JOBS
• a. In the Deep Sets masking documentation, what value fills the padding positions when the pool type is max?
• b. From the Deep Sets masking documentation, copy the passage that starts at the words "Real datasets rarely" and ends after the words "batch_size = len(set_sizes)".

Skip to content

Variable-Size Sets

Real datasets rarely have every set the same size. Deep Sets handles this with a mask tensor: a float or bool tensor of shape (B, M) where 1 marks active elements and 0 marks padding.


Constructing a Mask

Pad all sets in a batch to the length of the longest set, then mark the real elements:

import torch
from deepsets import DeepSetsInvariant

# Suppose set sizes vary: [3, 5, 2, 4]
set_sizes = [3, 5, 2, 4]
max_size = max(set_sizes)         # 5
batch_size = len(set_sizes)
feature_dim = 8

# Allocate padded input tensor (zeros for padding)
x = torch.zeros(batch_size, max_size, feature_dim)
mask = torch.zeros(batch_size, max_size)   # (B, M)

for i, size in enumerate(set_sizes):
    x[i, :size] = torch.randn(size, feature_dim)   # fill real data
    mask[i, :size] = 1.0                            # mark real elements

Passing the Mask to the Model

Pass mask as the second argument to forward:

model = DeepSetsInvariant(
    input_dim=feature_dim,
    phi_hidden_dims=[32, 32],
    rho_hidden_dims=[32],
    output_dim=1,
    pool_type='sum',
)
model.eval()

with torch.no_grad():
    out = model(x, mask)   # (B, 1)
print(out.shape)            # torch.Size([4, 1])

All four model types (DeepSetsInvariant, DeepSetsEquivariant, PermutationEquivariantLayer, DeepSetsConditional) accept the same mask argument.


How Masking Works Internally

The _masked_pool utility applies masking differently for each pool type:

Padding positions are multiplied by zero before summing:

tensor = tensor * mask.unsqueeze(-1)   # zero out padding
result = tensor.sum(dim=1)

Padding positions are filled with −∞ so they can never be the maximum:

tensor = tensor.masked_fill(mask.unsqueeze(-1) == 0, float('-inf'))
result = tensor.max(dim=1)[0]

Padding is zeroed out and the denominator uses the actual set size:

masked = tensor * mask.unsqueeze(-1)
count  = mask.sum(dim=1, keepdim=True).clamp(min=1)
result = masked.sum(dim=1) / count

Gotcha — Max Pooling with All-Negative Values

If pool_type='max' and the active φ-outputs for a set are all negative, the max will be a large negative number — which is correct. The -inf fill ensures padding positions never "win" even when genuine values are negative.

# All-negative example: verify masking still works correctly
model_max = DeepSetsInvariant(
    input_dim=1, phi_hidden_dims=[4], rho_hidden_dims=[4], output_dim=1,
    pool_type='max',
)
model_max.eval()

DATA
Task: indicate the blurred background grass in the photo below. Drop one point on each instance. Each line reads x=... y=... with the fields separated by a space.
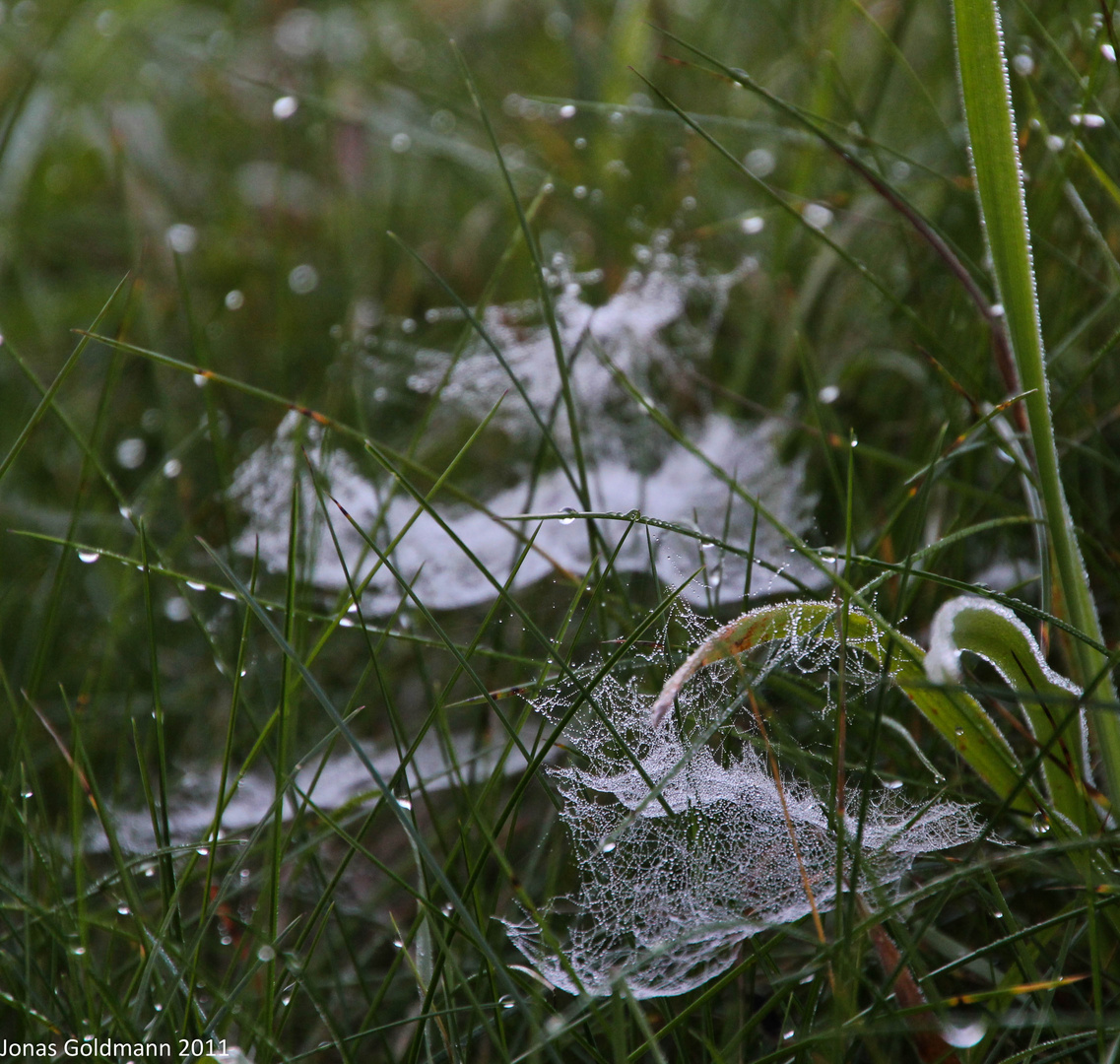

RESPONSES PER TASK
• a. Negative infinity (−∞).

• b.
Real datasets rarely have every set the same size. Deep Sets handles this with a mask tensor: a float or bool tensor of shape (B, M) where 1 marks active elements and 0 marks padding.


Constructing a Mask

Pad all sets in a batch to the length of the longest set, then mark the real elements:

import torch
from deepsets import DeepSetsInvariant

# Suppose set sizes vary: [3, 5, 2, 4]
set_sizes = [3, 5, 2, 4]
max_size = max(set_sizes)         # 5
batch_size = len(set_sizes)